## EXCERPT
-------

Themed land at Disneyland

Bayou Country is one of the lands at Disneyland. There is a similar land at Tokyo Disneyland called Critter Country. At Disneyland it opened in 1972 as Bear Country, with the Country Bear Jamboree (1972–2001) as its centerpiece. In 1988 it was renamed Critter Country, and in 2024 it was renamed Bayou Country to coincide with the opening of Tiana's Bayou Adventure.

==History==
Bayou Country was originally named Indian Village. From 1956–1971, this section of Frontierland was a showcase of Native American culture, including the arts and architecture of several regions, a multi tribal dance show, and the Indian War Canoes. The area was rebuilt as Disneyland's seventh themed land, Bear Country, which opened on March 4, 1972.
The new four-acre land, which cost $8 million to build, was Disneyland's first major expansion since the 1969 opening of The Haunted Mansion in the adjacent New Orleans Square.
Located in the northwest quadrant of the park, Bear Country was themed to the forests of the Pacific Northwest. Country Bear Jamboree, which opened three weeks later, was the new land's centerpiece attraction.

Bear Country was also home to the Golden Bear Lodge restaurant, which was renamed Hungry Bear Restaurant in 1977 (and renamed in 2024 to Hungry Bear Barbecue Jamboree), the Mile Long Bar refreshment center, Teddi Barra's Swingin' Arcade, and Davy Crockett's Explorer Canoes.

Bear Country was renamed Critter Country in 1988 in anticipation of Splash Mountain's opening in 1989.

-------

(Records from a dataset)

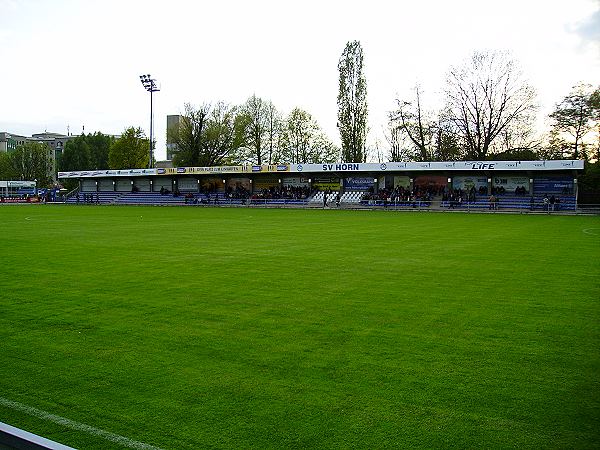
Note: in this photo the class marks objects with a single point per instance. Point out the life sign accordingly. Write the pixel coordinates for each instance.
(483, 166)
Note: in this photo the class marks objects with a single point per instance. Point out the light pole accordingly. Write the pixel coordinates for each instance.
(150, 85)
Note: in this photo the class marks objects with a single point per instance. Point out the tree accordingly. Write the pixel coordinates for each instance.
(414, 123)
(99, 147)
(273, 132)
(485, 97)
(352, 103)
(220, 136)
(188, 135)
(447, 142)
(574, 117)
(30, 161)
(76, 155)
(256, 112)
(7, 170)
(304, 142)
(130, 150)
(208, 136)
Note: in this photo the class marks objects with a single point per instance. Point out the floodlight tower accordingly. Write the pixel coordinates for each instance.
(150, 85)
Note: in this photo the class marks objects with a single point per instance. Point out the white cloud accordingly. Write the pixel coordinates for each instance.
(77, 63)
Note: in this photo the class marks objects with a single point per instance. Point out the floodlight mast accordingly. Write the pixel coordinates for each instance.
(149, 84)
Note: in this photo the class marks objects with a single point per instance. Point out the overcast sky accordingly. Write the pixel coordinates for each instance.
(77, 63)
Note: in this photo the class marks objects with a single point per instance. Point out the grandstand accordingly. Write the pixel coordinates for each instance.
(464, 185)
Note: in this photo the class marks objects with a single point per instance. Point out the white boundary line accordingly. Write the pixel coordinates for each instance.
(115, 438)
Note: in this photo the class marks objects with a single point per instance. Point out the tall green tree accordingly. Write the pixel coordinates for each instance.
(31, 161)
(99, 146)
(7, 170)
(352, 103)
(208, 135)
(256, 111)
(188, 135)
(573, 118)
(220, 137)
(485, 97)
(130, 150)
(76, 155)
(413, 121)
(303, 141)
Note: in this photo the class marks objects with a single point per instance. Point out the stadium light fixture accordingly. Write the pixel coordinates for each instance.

-------

## TASKS AND EXERCISES
[1] According to the Bayou Country history, what did the four-acre Bear Country land cost to build?
[2] Continue the Bayou Country history after its final sentence.

## ANSWERS IN ORDER
[1] It cost $8 million to build.

[2]
Critter Country was inspired by a quote from Disney's 1946 film Song of the South, which Splash Mountain was based on: "Where the folks are closer to the critters and the critters are closer to the folks." The land maintained some of its bear themes while incorporating other critters with their huts, nests, and burrows scattered throughout. Some of the land's shops were renamed; for example, Ursus H. Bear's Wilderness Outpost became Crocodile Mercantile (which itself became Pooh Corner in 1996). Country Bear Jamboree closed in 2001 and was replaced two years later by The Many Adventures of Winnie the Pooh.

In June 2020, Disney announced that they would be reworking Splash Mountain to a new ride based on Disney Animation's 2009 film The Princess and the Frog, which was later revealed to be titled Tiana's Bayou Adventure. Splash Mountain closed on May 31, 2023. On November 15, 2024, Critter Country was renamed Bayou Country to coincide with the opening of Tiana's Bayou Adventure.

Bayou Country is small in comparison to Disneyland's other lands. The area features a pathway that wraps around the footprint of Tiana's Bayou Adventure, starting near The Haunted Mansion and ending at the Louis' Critter Club and Pooh Corner shops. In addition, there is another pathway alongside Hungry Bear Barbecue Jamboree that leads to Star Wars: Galaxy's Edge.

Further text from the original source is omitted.